Problem requirements
Please copy everything below from the line containing "For the scoring pass, find every instance of the postcard" down to the line containing "[[514, 351]]", both ends included and nothing else, keeping the item text unchanged. Increase every coordinate in the answers by 6.

Given data
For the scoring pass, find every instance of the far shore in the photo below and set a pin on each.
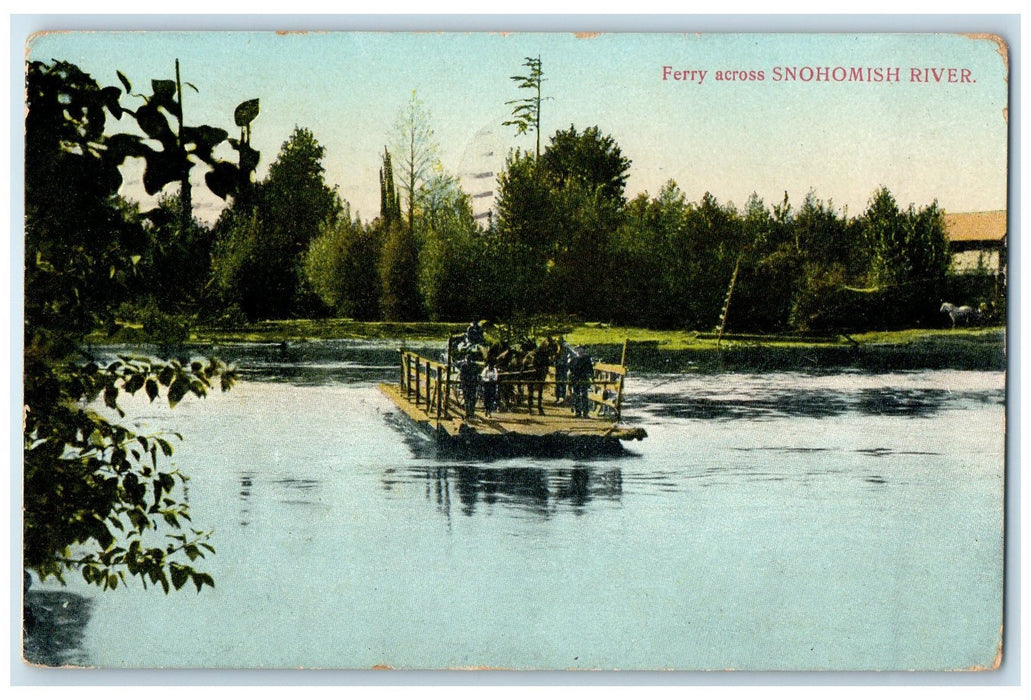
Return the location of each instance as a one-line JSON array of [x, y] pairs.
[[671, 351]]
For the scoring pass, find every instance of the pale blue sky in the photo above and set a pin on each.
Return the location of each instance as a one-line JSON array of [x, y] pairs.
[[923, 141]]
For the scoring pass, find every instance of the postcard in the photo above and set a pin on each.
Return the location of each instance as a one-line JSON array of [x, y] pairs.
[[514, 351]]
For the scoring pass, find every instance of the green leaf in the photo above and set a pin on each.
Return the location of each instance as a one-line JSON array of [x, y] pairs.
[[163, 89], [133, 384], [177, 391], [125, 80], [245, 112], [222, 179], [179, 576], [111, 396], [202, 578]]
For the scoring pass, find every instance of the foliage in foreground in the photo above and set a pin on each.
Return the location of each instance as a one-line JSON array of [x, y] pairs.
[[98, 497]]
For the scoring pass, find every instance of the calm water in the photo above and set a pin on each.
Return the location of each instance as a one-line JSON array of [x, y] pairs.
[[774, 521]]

==

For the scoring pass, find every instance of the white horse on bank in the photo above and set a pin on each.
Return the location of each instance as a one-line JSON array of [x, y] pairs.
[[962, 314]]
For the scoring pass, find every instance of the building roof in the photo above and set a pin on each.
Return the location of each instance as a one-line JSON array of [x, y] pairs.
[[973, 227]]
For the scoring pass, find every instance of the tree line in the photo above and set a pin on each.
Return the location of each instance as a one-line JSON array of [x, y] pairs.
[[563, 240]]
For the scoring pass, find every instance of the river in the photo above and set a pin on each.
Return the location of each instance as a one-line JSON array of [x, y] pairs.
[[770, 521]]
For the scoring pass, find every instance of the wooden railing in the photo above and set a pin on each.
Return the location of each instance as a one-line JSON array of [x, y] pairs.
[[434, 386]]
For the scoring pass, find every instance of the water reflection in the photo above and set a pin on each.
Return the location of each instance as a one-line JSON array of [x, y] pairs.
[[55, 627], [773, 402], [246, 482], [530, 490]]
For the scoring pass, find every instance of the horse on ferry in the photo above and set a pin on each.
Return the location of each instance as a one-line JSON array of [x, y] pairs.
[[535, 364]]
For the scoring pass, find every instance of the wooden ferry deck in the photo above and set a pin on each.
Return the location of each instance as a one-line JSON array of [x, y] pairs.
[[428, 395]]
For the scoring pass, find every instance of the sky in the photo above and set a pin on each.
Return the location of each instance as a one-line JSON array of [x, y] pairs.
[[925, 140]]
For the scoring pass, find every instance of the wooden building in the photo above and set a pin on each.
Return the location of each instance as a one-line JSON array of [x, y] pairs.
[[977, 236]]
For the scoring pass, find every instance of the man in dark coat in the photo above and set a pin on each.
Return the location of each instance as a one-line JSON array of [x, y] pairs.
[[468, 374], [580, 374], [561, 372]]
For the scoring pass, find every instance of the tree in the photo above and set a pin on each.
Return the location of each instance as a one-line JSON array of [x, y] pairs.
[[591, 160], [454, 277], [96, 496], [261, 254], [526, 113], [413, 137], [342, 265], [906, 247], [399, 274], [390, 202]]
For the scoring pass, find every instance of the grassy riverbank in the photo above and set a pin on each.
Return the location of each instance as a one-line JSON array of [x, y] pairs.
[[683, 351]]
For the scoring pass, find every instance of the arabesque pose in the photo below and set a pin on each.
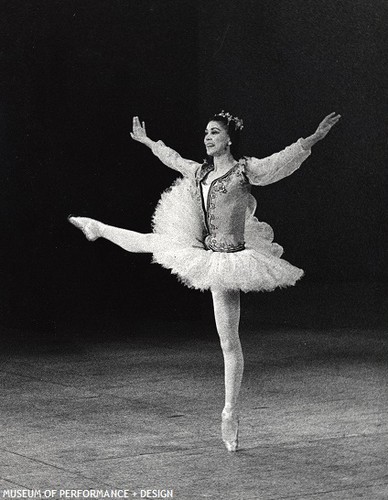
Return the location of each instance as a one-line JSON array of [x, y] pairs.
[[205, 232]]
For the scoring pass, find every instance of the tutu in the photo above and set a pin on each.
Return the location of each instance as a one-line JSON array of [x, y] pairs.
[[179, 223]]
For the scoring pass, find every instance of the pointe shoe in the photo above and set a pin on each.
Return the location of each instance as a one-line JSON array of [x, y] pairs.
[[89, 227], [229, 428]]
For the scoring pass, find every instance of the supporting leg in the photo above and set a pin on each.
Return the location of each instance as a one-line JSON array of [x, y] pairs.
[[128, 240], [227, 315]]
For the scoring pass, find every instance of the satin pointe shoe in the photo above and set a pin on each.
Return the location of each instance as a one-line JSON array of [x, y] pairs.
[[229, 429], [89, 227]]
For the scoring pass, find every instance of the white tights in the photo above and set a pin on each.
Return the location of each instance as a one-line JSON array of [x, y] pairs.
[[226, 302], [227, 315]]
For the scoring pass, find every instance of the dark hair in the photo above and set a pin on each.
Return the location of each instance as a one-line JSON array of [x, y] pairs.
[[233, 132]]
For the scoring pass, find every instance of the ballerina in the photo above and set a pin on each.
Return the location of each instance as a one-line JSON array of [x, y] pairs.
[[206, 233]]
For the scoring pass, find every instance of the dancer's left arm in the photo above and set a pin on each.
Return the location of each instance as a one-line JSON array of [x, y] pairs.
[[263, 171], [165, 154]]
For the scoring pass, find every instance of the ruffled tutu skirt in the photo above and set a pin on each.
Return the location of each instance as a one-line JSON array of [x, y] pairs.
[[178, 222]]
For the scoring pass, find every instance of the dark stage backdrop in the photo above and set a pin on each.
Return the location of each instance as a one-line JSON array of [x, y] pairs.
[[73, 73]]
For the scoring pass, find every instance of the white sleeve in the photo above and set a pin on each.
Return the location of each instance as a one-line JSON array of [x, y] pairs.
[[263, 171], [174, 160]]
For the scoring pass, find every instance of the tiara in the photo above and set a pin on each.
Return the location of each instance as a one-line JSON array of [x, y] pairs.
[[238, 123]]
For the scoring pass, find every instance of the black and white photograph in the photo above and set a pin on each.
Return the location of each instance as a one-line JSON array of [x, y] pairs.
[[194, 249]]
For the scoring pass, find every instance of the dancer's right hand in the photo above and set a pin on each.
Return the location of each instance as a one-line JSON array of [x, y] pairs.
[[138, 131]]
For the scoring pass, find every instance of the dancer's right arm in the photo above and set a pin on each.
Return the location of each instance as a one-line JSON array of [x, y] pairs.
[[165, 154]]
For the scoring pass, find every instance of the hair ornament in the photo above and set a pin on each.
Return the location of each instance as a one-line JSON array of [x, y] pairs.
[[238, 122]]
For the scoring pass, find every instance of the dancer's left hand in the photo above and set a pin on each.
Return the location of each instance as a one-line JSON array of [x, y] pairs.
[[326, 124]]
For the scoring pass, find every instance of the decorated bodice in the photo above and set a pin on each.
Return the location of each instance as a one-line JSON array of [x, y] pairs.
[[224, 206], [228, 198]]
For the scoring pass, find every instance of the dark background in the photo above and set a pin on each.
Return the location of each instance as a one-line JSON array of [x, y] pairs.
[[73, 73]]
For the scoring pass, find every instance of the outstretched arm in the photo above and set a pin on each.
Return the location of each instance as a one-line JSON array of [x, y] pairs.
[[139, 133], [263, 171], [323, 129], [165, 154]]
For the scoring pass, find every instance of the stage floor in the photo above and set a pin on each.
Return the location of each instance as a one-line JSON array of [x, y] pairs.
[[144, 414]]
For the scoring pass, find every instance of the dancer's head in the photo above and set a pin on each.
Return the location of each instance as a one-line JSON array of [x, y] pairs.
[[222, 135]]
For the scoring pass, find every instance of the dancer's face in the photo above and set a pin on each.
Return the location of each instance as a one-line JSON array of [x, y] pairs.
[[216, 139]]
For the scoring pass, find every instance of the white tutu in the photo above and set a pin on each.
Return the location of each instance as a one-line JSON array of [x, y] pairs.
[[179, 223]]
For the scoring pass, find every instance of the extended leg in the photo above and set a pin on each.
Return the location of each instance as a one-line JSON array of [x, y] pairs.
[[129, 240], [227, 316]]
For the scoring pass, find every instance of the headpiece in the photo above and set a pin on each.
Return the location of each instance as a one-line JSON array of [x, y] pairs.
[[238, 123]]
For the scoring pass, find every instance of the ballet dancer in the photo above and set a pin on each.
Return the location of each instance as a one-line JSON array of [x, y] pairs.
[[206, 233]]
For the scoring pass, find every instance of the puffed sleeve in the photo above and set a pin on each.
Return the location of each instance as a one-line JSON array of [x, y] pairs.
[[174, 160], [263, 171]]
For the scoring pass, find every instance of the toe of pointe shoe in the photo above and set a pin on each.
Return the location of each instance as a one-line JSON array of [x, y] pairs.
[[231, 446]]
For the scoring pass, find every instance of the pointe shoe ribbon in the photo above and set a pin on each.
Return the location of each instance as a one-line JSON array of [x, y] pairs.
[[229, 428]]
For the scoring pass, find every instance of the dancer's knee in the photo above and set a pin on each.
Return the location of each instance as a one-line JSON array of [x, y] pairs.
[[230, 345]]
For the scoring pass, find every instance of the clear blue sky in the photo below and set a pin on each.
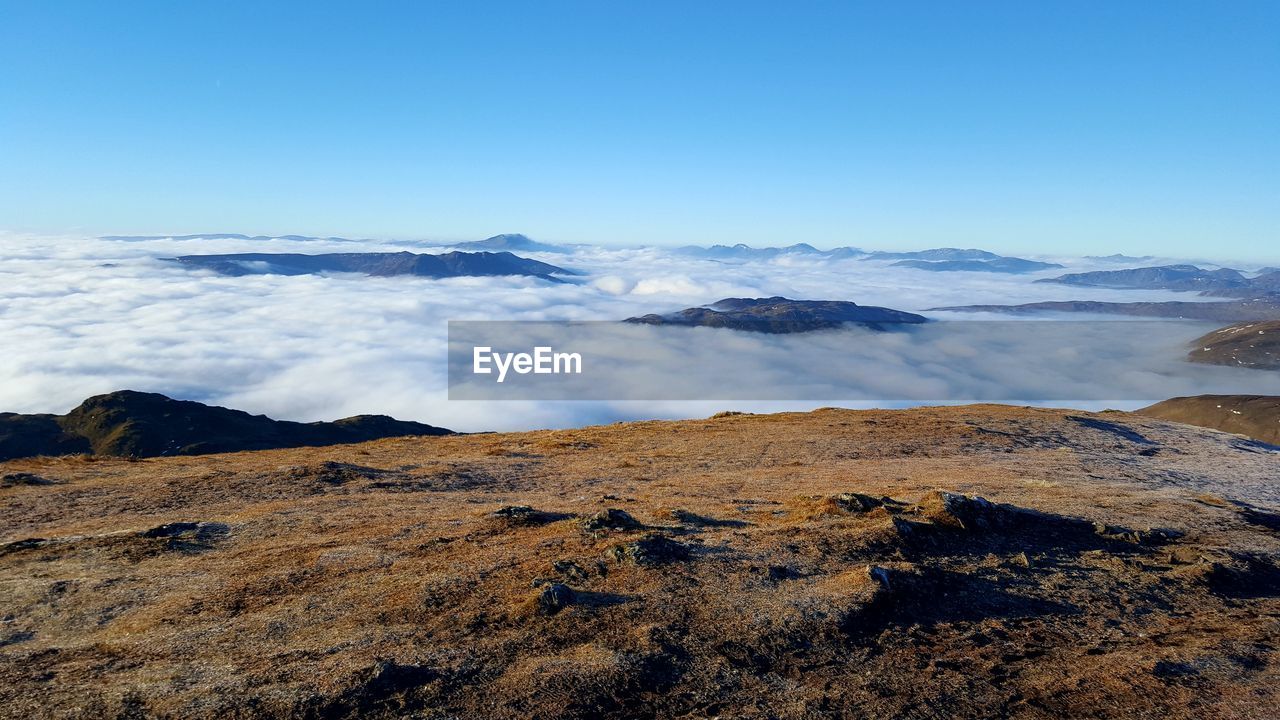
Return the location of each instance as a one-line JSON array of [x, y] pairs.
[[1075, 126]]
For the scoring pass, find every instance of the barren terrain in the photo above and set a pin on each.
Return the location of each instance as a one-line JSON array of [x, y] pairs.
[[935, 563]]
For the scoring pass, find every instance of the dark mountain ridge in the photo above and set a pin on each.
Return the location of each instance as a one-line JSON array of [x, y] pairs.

Solution
For the scoring pass, find every instance of the postcard in the photo above and set a pin on each.
Return the location of each instance as a one-line JSON array of [x, y] pairs.
[[520, 357]]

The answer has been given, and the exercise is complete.